Location labeling records:
+--
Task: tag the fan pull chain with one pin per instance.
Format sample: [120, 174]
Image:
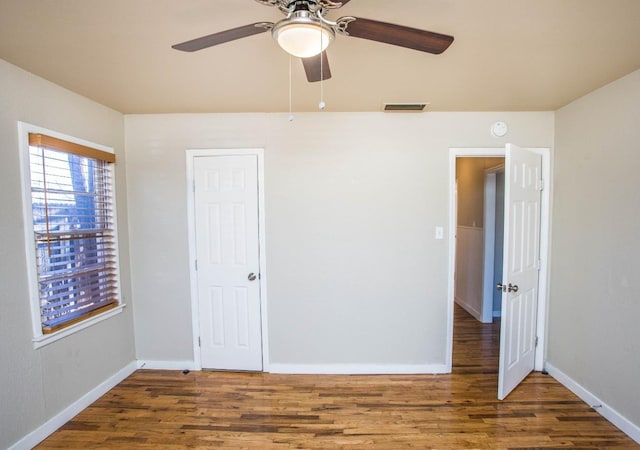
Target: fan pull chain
[322, 104]
[290, 93]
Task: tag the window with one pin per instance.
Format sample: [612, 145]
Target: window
[74, 238]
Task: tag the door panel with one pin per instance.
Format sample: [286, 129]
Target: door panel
[523, 183]
[227, 242]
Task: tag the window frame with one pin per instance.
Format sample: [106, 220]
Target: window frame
[41, 339]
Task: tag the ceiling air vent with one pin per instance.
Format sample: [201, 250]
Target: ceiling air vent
[405, 107]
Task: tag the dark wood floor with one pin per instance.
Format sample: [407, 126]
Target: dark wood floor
[162, 409]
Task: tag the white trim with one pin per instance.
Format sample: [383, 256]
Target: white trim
[358, 369]
[545, 235]
[39, 338]
[43, 431]
[489, 239]
[46, 339]
[167, 365]
[191, 154]
[625, 425]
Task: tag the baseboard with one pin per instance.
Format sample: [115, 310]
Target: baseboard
[43, 431]
[167, 365]
[357, 369]
[613, 416]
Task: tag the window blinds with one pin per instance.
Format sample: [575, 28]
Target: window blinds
[76, 250]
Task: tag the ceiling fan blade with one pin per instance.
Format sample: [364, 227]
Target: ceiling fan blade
[389, 33]
[317, 67]
[223, 36]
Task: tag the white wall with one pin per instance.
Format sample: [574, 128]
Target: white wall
[355, 276]
[594, 336]
[37, 384]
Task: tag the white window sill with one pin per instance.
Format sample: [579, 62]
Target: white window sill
[45, 339]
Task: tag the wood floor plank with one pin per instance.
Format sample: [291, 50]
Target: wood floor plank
[171, 410]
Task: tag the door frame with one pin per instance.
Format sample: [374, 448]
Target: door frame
[545, 234]
[489, 224]
[191, 154]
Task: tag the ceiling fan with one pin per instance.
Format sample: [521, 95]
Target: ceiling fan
[305, 32]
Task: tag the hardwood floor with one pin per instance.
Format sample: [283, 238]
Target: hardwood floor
[172, 410]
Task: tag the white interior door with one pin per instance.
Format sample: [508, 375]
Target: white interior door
[523, 183]
[227, 251]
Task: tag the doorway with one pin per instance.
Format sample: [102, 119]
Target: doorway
[542, 264]
[227, 250]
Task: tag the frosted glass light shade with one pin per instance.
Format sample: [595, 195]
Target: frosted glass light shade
[302, 36]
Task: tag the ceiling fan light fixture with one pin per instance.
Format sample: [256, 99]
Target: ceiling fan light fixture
[302, 35]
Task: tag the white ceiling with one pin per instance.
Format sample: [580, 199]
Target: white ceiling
[508, 55]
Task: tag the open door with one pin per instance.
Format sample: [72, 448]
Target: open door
[521, 263]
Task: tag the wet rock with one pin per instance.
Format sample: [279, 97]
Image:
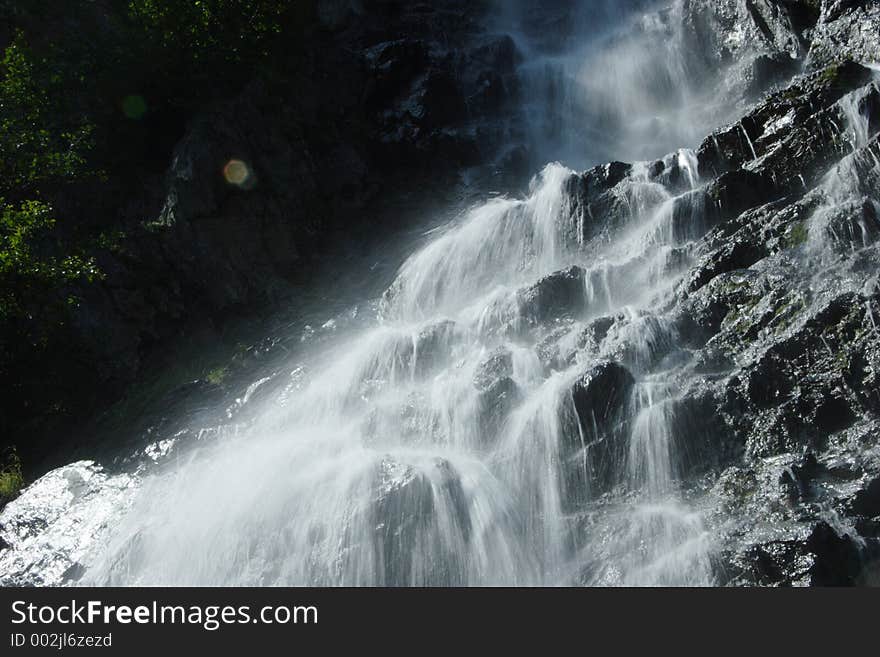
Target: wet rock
[595, 447]
[838, 560]
[558, 295]
[431, 346]
[867, 501]
[497, 393]
[410, 547]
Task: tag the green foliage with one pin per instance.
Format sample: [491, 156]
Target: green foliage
[99, 95]
[41, 142]
[11, 479]
[29, 269]
[212, 30]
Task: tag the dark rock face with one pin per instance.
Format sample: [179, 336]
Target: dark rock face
[595, 449]
[558, 295]
[391, 96]
[405, 512]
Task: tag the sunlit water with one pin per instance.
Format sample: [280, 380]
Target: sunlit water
[430, 443]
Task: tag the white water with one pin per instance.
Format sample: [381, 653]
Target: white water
[379, 466]
[380, 470]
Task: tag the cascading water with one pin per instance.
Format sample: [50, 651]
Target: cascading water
[433, 448]
[508, 415]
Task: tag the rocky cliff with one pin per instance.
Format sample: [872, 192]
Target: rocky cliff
[769, 228]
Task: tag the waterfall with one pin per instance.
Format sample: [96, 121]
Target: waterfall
[509, 413]
[433, 447]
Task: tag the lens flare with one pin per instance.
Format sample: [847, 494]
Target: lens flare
[238, 173]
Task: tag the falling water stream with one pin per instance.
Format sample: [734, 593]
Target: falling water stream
[431, 443]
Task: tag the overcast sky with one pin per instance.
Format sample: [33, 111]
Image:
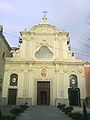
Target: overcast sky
[66, 15]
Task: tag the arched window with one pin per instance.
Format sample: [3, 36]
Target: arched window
[13, 79]
[73, 81]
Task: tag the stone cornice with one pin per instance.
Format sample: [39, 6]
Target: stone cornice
[24, 61]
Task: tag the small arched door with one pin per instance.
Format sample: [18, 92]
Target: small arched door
[74, 91]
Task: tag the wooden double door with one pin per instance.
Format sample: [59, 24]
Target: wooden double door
[74, 96]
[12, 95]
[43, 93]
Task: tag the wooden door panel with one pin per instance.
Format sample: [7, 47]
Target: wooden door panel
[43, 93]
[12, 94]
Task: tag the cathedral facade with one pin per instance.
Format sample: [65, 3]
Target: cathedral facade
[43, 70]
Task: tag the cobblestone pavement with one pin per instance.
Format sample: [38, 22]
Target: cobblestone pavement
[42, 113]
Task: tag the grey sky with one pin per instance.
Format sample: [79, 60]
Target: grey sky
[67, 15]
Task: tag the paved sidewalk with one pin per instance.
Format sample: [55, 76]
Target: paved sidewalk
[42, 113]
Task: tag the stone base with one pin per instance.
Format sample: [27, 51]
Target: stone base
[62, 101]
[22, 101]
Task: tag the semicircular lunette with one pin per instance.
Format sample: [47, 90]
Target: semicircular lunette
[44, 52]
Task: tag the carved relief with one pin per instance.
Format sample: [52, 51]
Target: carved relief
[44, 52]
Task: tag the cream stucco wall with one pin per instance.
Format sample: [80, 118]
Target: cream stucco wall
[28, 67]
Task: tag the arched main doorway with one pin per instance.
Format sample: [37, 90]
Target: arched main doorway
[43, 93]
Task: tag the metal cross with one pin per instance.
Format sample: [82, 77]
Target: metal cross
[45, 12]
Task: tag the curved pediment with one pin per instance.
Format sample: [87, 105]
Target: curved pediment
[44, 28]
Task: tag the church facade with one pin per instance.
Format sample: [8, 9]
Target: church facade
[43, 70]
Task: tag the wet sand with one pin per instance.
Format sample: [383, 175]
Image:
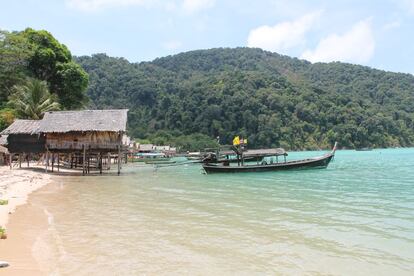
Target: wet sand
[26, 230]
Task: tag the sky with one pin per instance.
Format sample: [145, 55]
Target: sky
[378, 33]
+--
TASK OBJECTIVE
Copy out all the data without changing anything, and drop the pictures.

EXERCISE RESULT
Task: tag the fan pull chain with one pin per instance.
Format sample: [120, 174]
Image:
Target: fan pull chain
[322, 104]
[290, 93]
Task: tag the window with one pin per instance.
Format sample: [612, 145]
Target: window
[74, 238]
Task: tag the door panel with one pin per instance.
Format sample: [286, 129]
Target: door panel
[523, 183]
[227, 242]
Task: tag the window frame with one pin per instance.
Format sample: [106, 220]
Target: window frame
[41, 339]
Task: tag the ceiling air vent with one pin per instance.
Format sample: [201, 250]
Target: ceiling air vent
[405, 107]
Task: tag the dark wood floor with one pin per instance.
Format sample: [407, 126]
Target: dark wood floor
[162, 409]
Task: tag the white trim with one pin per instance.
Format sample: [383, 256]
Target: white trim
[358, 369]
[545, 235]
[39, 338]
[43, 431]
[489, 239]
[46, 339]
[167, 365]
[191, 154]
[625, 425]
Task: tag the baseboard with one pin per instance.
Format sample: [115, 310]
Target: baseboard
[43, 431]
[167, 365]
[357, 369]
[613, 416]
Task: tag the window blinds with one pin per instance.
Format sample: [575, 28]
Target: window blinds
[76, 250]
Task: tag the ceiling fan blade with one pin per instance.
Format sample: [364, 227]
Target: ceiling fan blade
[389, 33]
[317, 67]
[223, 36]
Task: tag the white wall with one pin per instance.
Format sample: [574, 128]
Target: white wall
[355, 276]
[594, 336]
[37, 384]
Task: tag the white window sill with one pin per instance.
Format sample: [579, 62]
Target: white window sill
[45, 339]
Task: tag the wood floor plank with one pin per instance.
Format sample: [291, 50]
Target: wood floor plank
[171, 410]
Task: tag the door frame with one pin per instance.
Format sample: [374, 448]
Target: door frame
[545, 234]
[489, 224]
[191, 154]
Task: tag the ceiling fan with one pin per instance.
Format sample: [521, 95]
Target: ceiling fan
[305, 32]
Task: tag the hardwood floor with one pin per instance.
Format sample: [283, 238]
Target: hardwood floor
[172, 410]
Task: tag the white interior door with one pin per instance.
Format sample: [508, 375]
Target: white interior door
[523, 183]
[227, 251]
Task: tag the doorway with one pin per instance.
Format sample: [102, 119]
Target: doorway
[542, 264]
[227, 250]
Task: tag the frosted glass light shade with one pin per instance.
Format sample: [595, 195]
Target: frosted glass light shade
[302, 36]
Task: tag the ceiling fan light fixture with one pin per instance.
Format sample: [256, 99]
Target: ceiling fan light fixture
[302, 35]
Task: tag the white ceiling with one pin per instance.
Format sample: [580, 199]
Target: white ceiling
[508, 55]
Task: tag the open door with one pin per instance.
Format sample: [72, 448]
Target: open door
[521, 263]
Task: tag the wet rock with one pin per instance.
Format sample: [279, 97]
Image:
Target: wet rock
[595, 447]
[838, 560]
[558, 295]
[431, 346]
[867, 501]
[497, 393]
[410, 547]
Task: tag the green foliage with one pin per instance.
Format sample: [491, 156]
Target: green foliage
[99, 95]
[41, 142]
[11, 479]
[29, 269]
[212, 30]
Task: tag the dark rock face with one pin per instance.
Format sample: [179, 336]
Target: dark rock face
[595, 449]
[558, 295]
[391, 96]
[405, 512]
Task: tag the sunlit water with one pin per instance.
Format sample: [280, 380]
Target: sunlit water
[430, 443]
Task: tag the white water with one pin per instance.
Format sample: [381, 653]
Target: white water
[379, 466]
[380, 470]
Task: tag the cascading water with one pin per instance.
Format sample: [50, 651]
Target: cascading water
[433, 448]
[508, 415]
Task: tag the rocky cliff with one pin per instance.
Format sample: [872, 192]
Target: rocky cliff
[769, 228]
Task: tag the waterfall with one pin per instance.
Format sample: [96, 121]
Target: waterfall
[509, 413]
[433, 447]
Task: tag the lens flare with one pin per instance.
Format sample: [847, 494]
Target: lens flare
[238, 173]
Task: tag the falling water stream with one pin per instance.
Format sample: [734, 593]
Target: falling water stream
[431, 443]
Task: tag the overcast sky with one pin per instance.
Format sample: [33, 111]
Image:
Target: overcast sky
[66, 15]
Task: tag the arched window with one pin per instance.
Format sample: [3, 36]
Target: arched window
[13, 79]
[73, 81]
Task: tag the stone cornice with one pin per instance.
Format sample: [39, 6]
Target: stone cornice
[24, 61]
Task: tag the small arched door with one pin per instance.
Format sample: [18, 92]
Target: small arched door
[74, 91]
Task: tag the wooden double door with one pin per instance.
Format sample: [59, 24]
Target: wooden double door
[74, 96]
[12, 95]
[43, 93]
Task: tag the wooden door panel with one pin per instance.
Format sample: [7, 47]
Target: wooden door panel
[43, 93]
[12, 94]
Task: tag the cathedral facade with one pin per instance.
Format sample: [65, 3]
Target: cathedral facade
[43, 70]
Task: tag the cobblestone pavement with one pin per instance.
Format sample: [38, 22]
Target: cobblestone pavement
[42, 113]
Task: tag the grey sky with one pin per instance.
Format sample: [79, 60]
Target: grey sky
[67, 15]
Task: tag the paved sidewalk with one pin per instance.
Format sample: [55, 76]
Target: paved sidewalk
[42, 113]
Task: tag the stone base with one pin per instance.
Format sample: [27, 51]
Target: stone base
[62, 101]
[22, 101]
Task: tag the semicircular lunette with one pin per instance.
Format sample: [47, 90]
Target: semicircular lunette
[44, 52]
Task: tag the carved relief with one pin per instance.
Format sample: [52, 51]
Target: carved relief
[44, 52]
Task: tag the cream stucco wall with one pin per instance.
Format sample: [80, 118]
Target: cream stucco wall
[28, 67]
Task: tag the arched main doorway with one pin per instance.
Format sample: [37, 90]
Target: arched main doorway
[43, 93]
Task: tag the metal cross with one pin per instance.
Format sample: [82, 77]
Target: metal cross
[45, 12]
Task: tag the curved pediment with one pin per instance.
Format sample: [87, 105]
Target: curved pediment
[44, 28]
Task: tag the church facade with one pin per instance.
Format sample: [8, 9]
Target: church facade
[43, 70]
Task: tag the wet sand with one pin per instance.
Format sample: [383, 175]
Image:
Target: wet sand
[26, 230]
Task: tag the sky with one pin per instance.
Format sample: [145, 55]
Target: sky
[378, 33]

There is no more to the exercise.